_Compito assegnato_.
Riporta il brano della recensione che inizia con le parole "Tre generazioni, tre" e si chiude dopo "rissa in un bar.", sostituendo "vecchio teatro abbandonato" con "vecchio magazzino abbandonato".

----- Testo da leggere

“Il guardiano” di Pinter al Teatro Lo Spazio: l’immutabilità dell’essere umano

21 Novembre 2023

Misurarsi col drammaturgo Harold Pinter non è facile, da attore e spettatore. Inquietudine, esistenzialismo, lotta per l’umana affermazione contro l’antropocentrismo, disperazione e possibilità, angoscia e comicità; i suoi testi, apparentemente cantori di realismo e quotidiani episodi, valicano il concreto per analizzare, con critica e sottile provocazione, ma mai sboccata denuncia, l’essere uomo al di là di ciò che possiamo vedere e collocare nella linea spazio-temporale.

Pinter irrompe con delicatezza nel nichilismo attraverso esempi in cui ognuno può riconoscersi per comprenderne a pieno i comportamenti marci, tuttavia la sua non vuole essere una lezione vita, bensì una profonda speculazione etico-morale.

Proporlo e riproporlo, oggi, sul palco significa creare le giuste condizioni sceniche, mentali e ambientali, affinché non venga perduta quell’ombrosa sfumatura, quella tensione trascendentale che percepiamo leggendo con attenzione le sue storie; una sfida tra attore e regista, attore e pubblico, attore e sé stesso vinta dalla rappresentazione del dramma comico Il guardiano, andata in scena al Teatro Lo Spazio, con la regia di Duccio Camerini e la traduzione di Alessandra Serra, in cui a indossare le complesse vesti dei personaggi pinteriani sono i giovanissimi Lorenzo Mastrangeli e Leonardo Zarra, i quali per spigliatezza, capacità interpretative, tempi comici e drammatici non sono stati da meno affiancati alla comprovata esperienza attoriale del Camerini.

Tre generazioni, tre differenti modi di essere a confronto, il bene e male che si mescolano e scena dopo scena si diramano soverchiando i ruoli: i due fratelli Mick (Lorenzo Mastrangeli), scanzonato, disinvolto e smaliziato, e Aston (Leonardo Zarra), cupo, silenzioso ma cortese, abitano da soli in un vecchio teatro abbandonato, fino a quando il secondo non invita a passare lì la notte il senza fissa dimora Davies (Duccio Camerini), dopo averlo salvato da una rissa in un bar.

----------
----- Estratti del dataset

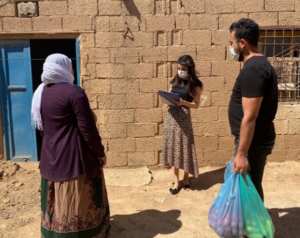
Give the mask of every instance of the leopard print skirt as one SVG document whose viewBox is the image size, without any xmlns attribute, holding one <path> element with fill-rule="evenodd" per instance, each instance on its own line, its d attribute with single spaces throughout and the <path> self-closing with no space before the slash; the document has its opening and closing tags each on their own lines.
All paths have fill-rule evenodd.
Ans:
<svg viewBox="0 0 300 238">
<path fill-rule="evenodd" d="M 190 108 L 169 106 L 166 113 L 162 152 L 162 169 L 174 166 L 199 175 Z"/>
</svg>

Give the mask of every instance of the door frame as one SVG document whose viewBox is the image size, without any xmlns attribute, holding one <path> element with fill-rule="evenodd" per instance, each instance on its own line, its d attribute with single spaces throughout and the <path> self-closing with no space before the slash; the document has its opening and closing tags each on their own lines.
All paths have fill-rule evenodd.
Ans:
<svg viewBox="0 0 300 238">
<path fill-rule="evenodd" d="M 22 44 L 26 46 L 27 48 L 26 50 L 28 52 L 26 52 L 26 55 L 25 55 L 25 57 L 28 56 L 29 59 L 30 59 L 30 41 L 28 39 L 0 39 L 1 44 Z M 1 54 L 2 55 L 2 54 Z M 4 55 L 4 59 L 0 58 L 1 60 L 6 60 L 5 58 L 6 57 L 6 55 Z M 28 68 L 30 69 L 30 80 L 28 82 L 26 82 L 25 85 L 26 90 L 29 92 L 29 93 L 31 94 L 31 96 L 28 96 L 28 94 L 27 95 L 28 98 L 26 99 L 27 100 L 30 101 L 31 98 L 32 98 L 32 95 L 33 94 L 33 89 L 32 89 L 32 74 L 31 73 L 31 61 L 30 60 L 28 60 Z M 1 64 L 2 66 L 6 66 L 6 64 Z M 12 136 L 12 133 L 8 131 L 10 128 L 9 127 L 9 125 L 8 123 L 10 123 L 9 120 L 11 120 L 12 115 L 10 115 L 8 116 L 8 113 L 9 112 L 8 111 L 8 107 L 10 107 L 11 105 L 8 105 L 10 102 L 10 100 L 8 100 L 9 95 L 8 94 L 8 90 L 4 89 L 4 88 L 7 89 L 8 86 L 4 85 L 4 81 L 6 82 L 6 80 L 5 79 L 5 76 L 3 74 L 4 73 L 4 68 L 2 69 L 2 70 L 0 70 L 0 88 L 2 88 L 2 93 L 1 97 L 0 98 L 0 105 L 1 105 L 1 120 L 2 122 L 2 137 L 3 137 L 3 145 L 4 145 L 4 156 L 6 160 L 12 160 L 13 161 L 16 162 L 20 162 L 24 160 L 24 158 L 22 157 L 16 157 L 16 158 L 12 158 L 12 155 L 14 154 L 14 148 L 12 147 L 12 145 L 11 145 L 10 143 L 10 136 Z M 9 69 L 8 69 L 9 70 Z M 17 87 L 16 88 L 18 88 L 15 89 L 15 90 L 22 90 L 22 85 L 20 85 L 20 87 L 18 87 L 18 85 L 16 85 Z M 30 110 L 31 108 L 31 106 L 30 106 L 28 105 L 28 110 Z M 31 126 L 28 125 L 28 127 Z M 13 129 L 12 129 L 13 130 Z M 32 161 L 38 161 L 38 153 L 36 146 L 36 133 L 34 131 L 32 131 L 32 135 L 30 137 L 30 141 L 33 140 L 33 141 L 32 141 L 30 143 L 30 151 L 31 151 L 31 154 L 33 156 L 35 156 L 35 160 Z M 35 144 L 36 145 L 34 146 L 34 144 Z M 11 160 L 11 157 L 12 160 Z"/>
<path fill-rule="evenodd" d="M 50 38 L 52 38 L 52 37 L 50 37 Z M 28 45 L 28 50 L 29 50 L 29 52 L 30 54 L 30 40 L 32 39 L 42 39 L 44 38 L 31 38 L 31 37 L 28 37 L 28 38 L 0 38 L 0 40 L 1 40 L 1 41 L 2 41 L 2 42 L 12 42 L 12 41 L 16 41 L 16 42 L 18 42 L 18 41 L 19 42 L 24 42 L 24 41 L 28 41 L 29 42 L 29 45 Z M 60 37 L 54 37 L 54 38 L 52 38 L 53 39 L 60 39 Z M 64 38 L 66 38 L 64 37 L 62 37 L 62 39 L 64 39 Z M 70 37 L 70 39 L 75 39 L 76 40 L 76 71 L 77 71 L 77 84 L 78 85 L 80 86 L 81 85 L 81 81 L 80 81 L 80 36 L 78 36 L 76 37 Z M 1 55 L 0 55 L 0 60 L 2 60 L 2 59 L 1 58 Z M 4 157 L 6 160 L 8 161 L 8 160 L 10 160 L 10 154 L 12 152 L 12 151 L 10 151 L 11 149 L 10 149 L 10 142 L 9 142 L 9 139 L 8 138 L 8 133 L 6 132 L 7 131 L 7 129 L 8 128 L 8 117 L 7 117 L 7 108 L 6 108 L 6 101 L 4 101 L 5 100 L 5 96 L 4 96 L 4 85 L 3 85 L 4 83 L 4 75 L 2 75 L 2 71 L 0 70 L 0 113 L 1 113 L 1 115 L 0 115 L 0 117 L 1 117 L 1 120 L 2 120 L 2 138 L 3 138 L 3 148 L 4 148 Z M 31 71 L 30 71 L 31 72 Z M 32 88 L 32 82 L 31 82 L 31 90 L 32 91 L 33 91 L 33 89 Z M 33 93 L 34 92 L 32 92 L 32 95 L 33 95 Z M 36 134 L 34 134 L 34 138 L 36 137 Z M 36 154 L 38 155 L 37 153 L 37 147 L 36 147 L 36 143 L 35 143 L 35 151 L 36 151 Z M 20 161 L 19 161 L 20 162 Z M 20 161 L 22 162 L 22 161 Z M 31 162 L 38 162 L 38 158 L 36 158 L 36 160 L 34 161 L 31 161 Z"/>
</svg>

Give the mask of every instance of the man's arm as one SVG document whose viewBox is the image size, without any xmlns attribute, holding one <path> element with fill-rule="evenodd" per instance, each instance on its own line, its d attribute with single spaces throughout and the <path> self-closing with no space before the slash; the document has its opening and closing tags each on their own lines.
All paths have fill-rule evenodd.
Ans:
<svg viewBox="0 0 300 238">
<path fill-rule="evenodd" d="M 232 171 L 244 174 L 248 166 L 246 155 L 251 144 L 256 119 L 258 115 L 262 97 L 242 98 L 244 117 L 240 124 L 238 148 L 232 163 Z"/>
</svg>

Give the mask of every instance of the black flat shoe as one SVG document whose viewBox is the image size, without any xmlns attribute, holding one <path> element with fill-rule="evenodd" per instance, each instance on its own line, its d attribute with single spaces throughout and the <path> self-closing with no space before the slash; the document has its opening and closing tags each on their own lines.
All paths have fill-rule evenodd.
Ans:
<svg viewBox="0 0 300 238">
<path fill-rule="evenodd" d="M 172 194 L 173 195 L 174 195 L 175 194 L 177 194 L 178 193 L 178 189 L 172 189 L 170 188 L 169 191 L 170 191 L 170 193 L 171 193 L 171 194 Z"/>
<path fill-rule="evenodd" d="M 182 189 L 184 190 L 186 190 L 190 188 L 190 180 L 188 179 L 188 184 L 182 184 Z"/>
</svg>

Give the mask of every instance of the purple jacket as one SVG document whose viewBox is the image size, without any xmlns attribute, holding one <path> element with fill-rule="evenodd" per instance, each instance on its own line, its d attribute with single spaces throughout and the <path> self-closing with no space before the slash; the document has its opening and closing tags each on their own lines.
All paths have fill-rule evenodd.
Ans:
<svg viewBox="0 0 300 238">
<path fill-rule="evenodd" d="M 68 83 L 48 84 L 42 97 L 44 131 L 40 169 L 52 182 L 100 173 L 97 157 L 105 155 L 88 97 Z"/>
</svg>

----------

_Risultato dell'esercizio_.
Tre generazioni, tre differenti modi di essere a confronto, il bene e male che si mescolano e scena dopo scena si diramano soverchiando i ruoli: i due fratelli Mick (Lorenzo Mastrangeli), scanzonato, disinvolto e smaliziato, e Aston (Leonardo Zarra), cupo, silenzioso ma cortese, abitano da soli in un vecchio magazzino abbandonato, fino a quando il secondo non invita a passare lì la notte il senza fissa dimora Davies (Duccio Camerini), dopo averlo salvato da una rissa in un bar.